GIVEN TASK:
Locate the line that contains "the hippo in". Reproduce it and all following lines up to the end of the material, exactly and with nothing added.
....................
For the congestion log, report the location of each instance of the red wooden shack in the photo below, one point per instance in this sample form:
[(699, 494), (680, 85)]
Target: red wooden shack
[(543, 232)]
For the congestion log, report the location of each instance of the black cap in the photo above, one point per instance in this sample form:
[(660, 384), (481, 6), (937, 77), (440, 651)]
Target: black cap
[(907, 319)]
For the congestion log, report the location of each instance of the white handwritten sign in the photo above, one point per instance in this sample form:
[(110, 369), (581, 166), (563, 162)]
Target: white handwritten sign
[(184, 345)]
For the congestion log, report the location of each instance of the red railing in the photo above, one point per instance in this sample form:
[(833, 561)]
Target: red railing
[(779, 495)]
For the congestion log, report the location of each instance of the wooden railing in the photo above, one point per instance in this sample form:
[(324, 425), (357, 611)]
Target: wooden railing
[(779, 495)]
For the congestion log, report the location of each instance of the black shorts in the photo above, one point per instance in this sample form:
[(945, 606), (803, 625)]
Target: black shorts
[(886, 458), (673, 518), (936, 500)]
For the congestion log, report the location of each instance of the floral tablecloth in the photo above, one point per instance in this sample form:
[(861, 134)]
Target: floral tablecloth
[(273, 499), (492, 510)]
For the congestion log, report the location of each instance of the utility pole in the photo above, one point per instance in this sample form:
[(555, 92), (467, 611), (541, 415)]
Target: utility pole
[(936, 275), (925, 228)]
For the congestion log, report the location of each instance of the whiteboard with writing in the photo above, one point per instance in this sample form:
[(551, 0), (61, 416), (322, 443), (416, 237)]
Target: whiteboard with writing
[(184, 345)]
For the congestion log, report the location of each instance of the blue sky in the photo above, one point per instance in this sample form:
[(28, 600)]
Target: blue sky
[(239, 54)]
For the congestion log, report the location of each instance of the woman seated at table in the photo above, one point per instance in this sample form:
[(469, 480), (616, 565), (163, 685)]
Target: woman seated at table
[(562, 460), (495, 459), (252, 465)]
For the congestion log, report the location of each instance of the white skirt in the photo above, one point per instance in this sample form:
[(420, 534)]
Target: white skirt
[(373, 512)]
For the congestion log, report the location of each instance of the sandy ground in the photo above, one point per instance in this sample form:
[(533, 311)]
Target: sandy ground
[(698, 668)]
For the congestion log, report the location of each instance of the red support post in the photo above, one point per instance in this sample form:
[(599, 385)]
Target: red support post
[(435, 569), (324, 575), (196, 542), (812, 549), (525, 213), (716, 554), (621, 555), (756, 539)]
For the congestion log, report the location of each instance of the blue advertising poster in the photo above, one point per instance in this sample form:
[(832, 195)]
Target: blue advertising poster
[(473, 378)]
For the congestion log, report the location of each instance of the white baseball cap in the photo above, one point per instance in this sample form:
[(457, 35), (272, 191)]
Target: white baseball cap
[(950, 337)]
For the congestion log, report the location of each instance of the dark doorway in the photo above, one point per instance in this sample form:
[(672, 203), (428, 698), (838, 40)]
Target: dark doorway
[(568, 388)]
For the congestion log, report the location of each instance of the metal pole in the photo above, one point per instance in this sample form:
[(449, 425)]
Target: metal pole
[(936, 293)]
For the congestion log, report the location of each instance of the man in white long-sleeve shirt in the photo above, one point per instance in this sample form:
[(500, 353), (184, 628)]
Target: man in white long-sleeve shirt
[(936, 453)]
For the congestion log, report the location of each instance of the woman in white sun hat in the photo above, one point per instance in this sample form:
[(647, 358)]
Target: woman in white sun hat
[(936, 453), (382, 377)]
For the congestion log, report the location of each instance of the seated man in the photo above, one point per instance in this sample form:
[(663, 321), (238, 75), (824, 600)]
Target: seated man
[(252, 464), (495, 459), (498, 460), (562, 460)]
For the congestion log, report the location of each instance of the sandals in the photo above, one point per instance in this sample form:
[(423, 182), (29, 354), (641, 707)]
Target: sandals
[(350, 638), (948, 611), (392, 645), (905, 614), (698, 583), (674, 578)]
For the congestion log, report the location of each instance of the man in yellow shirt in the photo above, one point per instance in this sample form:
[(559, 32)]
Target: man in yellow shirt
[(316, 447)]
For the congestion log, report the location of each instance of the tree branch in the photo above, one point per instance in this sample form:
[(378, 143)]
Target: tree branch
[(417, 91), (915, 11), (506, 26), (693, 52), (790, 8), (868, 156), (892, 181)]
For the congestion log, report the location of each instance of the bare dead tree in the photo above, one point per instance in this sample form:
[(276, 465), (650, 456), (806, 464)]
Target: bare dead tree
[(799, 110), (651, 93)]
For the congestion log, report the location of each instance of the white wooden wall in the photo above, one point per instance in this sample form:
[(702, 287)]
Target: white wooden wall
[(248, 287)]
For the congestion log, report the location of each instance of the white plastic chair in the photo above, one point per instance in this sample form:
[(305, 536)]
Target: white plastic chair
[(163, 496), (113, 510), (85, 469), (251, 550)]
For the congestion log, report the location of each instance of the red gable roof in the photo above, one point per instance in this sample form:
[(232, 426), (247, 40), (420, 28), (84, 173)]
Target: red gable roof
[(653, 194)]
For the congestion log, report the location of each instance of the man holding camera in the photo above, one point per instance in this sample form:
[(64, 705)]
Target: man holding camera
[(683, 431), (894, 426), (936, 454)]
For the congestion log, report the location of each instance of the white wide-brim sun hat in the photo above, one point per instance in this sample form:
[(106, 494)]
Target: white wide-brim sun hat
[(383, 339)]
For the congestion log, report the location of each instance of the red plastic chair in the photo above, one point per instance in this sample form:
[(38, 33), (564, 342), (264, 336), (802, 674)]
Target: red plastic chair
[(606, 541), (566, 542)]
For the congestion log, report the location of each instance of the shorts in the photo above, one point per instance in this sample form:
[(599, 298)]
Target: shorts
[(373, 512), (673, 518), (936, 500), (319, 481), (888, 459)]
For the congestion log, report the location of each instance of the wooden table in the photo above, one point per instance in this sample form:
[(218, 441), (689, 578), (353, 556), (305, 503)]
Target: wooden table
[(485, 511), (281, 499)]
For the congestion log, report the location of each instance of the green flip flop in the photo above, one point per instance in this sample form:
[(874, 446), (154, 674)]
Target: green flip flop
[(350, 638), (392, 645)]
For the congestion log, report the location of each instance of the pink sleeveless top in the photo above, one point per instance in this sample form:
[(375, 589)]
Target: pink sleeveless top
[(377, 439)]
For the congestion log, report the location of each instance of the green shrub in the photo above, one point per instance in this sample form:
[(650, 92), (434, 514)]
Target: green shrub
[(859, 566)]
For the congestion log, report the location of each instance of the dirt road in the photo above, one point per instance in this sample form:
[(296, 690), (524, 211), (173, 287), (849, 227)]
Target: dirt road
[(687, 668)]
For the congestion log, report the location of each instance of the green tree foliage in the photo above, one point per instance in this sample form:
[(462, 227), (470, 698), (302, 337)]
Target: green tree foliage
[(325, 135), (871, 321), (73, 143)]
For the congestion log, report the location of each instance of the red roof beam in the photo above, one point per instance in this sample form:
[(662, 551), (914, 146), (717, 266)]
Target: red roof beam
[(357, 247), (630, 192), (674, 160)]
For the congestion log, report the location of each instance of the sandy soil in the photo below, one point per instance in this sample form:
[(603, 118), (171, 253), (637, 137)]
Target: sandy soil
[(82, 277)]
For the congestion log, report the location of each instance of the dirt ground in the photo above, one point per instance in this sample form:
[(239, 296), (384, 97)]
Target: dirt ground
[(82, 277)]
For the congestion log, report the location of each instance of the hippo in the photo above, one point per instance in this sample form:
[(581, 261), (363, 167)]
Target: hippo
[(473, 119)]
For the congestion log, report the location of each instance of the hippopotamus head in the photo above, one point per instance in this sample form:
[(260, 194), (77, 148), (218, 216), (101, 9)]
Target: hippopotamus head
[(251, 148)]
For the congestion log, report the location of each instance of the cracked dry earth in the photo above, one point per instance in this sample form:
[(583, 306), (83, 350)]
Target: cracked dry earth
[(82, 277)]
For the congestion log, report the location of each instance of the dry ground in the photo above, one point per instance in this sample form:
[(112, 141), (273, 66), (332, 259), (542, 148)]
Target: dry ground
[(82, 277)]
....................
PROBLEM SOLUTION:
For the congestion log, report the location of each instance of the hippo in the photo above, one point per instance in this sample form:
[(581, 261), (363, 167)]
Target: hippo
[(473, 119)]
For the congestion log, report the location of each instance of the hippopotamus head in the photo above, one point per instance in this sample form:
[(260, 194), (77, 148), (218, 216), (101, 9)]
Target: hippopotamus head
[(251, 148)]
For the congestion log, report the location of each instance of the cracked dry earth in the photo above, one point per instance in this sample form:
[(583, 306), (83, 350)]
Target: cracked dry earth
[(82, 277)]
For the congestion log, report the location of each instance of the dry ground in the photo above, one point per instance in this sample form:
[(112, 141), (273, 66), (332, 259), (542, 148)]
Target: dry ground
[(82, 277)]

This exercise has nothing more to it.